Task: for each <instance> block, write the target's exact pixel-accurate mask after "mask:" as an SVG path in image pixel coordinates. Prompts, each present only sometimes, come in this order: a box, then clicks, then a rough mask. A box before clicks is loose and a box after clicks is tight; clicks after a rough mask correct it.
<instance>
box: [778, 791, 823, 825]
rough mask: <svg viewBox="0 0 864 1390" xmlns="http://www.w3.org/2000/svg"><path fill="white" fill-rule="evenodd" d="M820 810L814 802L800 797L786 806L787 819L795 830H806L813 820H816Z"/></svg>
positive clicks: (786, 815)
---
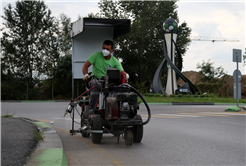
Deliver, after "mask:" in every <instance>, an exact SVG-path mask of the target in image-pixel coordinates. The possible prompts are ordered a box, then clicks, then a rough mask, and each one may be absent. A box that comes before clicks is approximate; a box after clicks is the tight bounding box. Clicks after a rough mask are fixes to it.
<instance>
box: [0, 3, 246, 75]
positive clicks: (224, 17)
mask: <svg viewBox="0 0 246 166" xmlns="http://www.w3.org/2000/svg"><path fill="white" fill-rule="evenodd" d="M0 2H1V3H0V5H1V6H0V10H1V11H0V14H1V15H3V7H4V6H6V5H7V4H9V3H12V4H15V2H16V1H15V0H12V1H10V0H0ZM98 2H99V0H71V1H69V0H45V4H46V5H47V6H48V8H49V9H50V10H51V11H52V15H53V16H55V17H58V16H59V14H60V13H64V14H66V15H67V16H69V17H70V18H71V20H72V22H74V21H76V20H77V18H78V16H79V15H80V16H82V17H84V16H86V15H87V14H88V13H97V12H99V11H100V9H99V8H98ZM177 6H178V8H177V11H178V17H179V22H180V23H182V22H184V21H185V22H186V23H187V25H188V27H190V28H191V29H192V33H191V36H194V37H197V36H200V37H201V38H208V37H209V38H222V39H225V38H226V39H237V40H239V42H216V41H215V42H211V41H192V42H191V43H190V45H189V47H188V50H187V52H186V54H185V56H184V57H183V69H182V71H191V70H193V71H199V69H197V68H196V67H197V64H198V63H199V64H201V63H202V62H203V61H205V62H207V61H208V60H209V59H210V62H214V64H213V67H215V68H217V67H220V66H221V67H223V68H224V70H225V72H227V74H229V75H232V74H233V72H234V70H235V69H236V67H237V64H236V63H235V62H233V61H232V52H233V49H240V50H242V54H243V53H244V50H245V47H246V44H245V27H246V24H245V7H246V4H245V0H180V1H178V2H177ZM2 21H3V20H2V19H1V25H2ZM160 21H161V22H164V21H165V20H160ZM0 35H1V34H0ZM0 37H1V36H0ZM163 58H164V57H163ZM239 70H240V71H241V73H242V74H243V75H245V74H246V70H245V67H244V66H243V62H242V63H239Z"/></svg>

* Written task: Starting with the line that contains "Task: for each" and going on through the line that contains "box: [778, 791, 823, 825]", rewrite those lines of the data with "rough mask" changed to "coarse mask" and nothing else altered.

* Problem solution:
Task: for each <instance> block, write the target's exact pixel-accurate mask after "mask:" as an SVG path in image pixel coordinates. Prompts, each present only sometimes, come in this order: a box, then clicks, then a coarse mask. A box before clicks is loose and a box after clicks is tight; clicks after a coarse mask correct it.
<instance>
box: [778, 791, 823, 825]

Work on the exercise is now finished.